Web scraping using R and rvest
Last updated on 2023-07-11 | Edit this page
Overview
Questions
- How can scraping a web site be automated?
- How can I setup a scraping project using R and rvest?
- How do I tell rvest what elements to scrape from a webpage?
- What to do with the data extracted with rvest?
Objectives
- Setting up an rvest project.
- Understanding the various elements of an rvest project.
- Scrape a website and extract specific elements.
- Plot scraped data.
- Store the extracted data.
Introduction
The rvest
package allows us to scrape data from a
website. We will obtain the list of Brazilian senators and plot the
number of senators each political party has.
Setup the environment
R
library(rvest)
library(httr)
library(ggplot2)
library(stringr)
The additional libraries are - httr
for controling
downloads - ggplot2
plotting the data -
stringr
string manipulations to process the data
Get the website
R
BR_sen_html <- read_html(
GET("https://www25.senado.leg.br/web/senadores/em-exercicio",
timeout(600)))

→ **Supplied records**:
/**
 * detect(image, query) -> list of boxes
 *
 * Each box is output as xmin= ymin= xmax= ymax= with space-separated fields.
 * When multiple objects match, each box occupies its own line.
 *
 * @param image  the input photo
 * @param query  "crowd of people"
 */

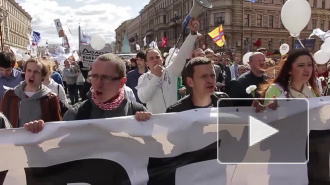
xmin=0 ymin=20 xmax=328 ymax=139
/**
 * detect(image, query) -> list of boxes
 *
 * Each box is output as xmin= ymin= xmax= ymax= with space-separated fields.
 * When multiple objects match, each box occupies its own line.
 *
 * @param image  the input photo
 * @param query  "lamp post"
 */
xmin=0 ymin=16 xmax=4 ymax=51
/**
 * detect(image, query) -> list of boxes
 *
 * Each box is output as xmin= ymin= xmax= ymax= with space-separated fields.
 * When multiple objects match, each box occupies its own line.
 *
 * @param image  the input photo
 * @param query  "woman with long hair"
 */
xmin=260 ymin=49 xmax=320 ymax=104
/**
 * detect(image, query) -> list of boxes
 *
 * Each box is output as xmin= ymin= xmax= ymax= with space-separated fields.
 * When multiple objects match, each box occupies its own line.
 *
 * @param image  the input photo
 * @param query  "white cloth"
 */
xmin=124 ymin=85 xmax=136 ymax=102
xmin=47 ymin=79 xmax=68 ymax=104
xmin=136 ymin=34 xmax=197 ymax=114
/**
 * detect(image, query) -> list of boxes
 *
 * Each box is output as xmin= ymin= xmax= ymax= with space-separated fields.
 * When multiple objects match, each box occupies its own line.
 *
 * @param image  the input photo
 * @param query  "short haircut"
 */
xmin=95 ymin=53 xmax=126 ymax=78
xmin=204 ymin=48 xmax=215 ymax=55
xmin=41 ymin=57 xmax=55 ymax=75
xmin=24 ymin=58 xmax=49 ymax=77
xmin=0 ymin=51 xmax=16 ymax=68
xmin=145 ymin=48 xmax=162 ymax=61
xmin=136 ymin=51 xmax=147 ymax=61
xmin=249 ymin=51 xmax=265 ymax=62
xmin=184 ymin=57 xmax=212 ymax=78
xmin=192 ymin=48 xmax=203 ymax=58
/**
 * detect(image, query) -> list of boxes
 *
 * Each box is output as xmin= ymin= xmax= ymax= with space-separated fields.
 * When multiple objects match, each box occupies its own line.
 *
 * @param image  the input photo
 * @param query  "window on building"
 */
xmin=268 ymin=15 xmax=274 ymax=28
xmin=321 ymin=20 xmax=325 ymax=30
xmin=214 ymin=12 xmax=226 ymax=26
xmin=313 ymin=0 xmax=318 ymax=8
xmin=312 ymin=19 xmax=317 ymax=29
xmin=257 ymin=14 xmax=262 ymax=27
xmin=244 ymin=14 xmax=250 ymax=26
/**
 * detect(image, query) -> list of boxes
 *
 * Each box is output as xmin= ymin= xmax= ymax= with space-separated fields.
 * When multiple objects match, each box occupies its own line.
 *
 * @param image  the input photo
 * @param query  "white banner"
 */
xmin=0 ymin=97 xmax=330 ymax=185
xmin=80 ymin=44 xmax=112 ymax=68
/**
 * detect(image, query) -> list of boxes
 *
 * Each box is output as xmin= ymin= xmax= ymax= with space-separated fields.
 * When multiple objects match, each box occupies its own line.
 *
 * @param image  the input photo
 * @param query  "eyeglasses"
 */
xmin=88 ymin=74 xmax=122 ymax=81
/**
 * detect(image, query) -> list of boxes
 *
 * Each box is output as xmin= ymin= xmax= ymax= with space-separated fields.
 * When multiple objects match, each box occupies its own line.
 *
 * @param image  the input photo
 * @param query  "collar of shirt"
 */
xmin=0 ymin=68 xmax=20 ymax=78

→ **Work to be completed**:
Transcribe the rvest web scraping lesson above in full, keeping every line and character unchanged.

→ **Solution to the problem**:
Web scraping using R and rvest
Last updated on 2023-07-11 | Edit this page
Overview
Questions
- How can scraping a web site be automated?
- How can I setup a scraping project using R and rvest?
- How do I tell rvest what elements to scrape from a webpage?
- What to do with the data extracted with rvest?
Objectives
- Setting up an rvest project.
- Understanding the various elements of an rvest project.
- Scrape a website and extract specific elements.
- Plot scraped data.
- Store the extracted data.
Introduction
The rvest
package allows us to scrape data from a
website. We will obtain the list of Brazilian senators and plot the
number of senators each political party has.
Setup the environment
R
library(rvest)
library(httr)
library(ggplot2)
library(stringr)
The additional libraries are - httr
for controling
downloads - ggplot2
plotting the data -
stringr
string manipulations to process the data
Get the website
R
BR_sen_html <- read_html(
GET("https://www25.senado.leg.br/web/senadores/em-exercicio",
timeout(600)))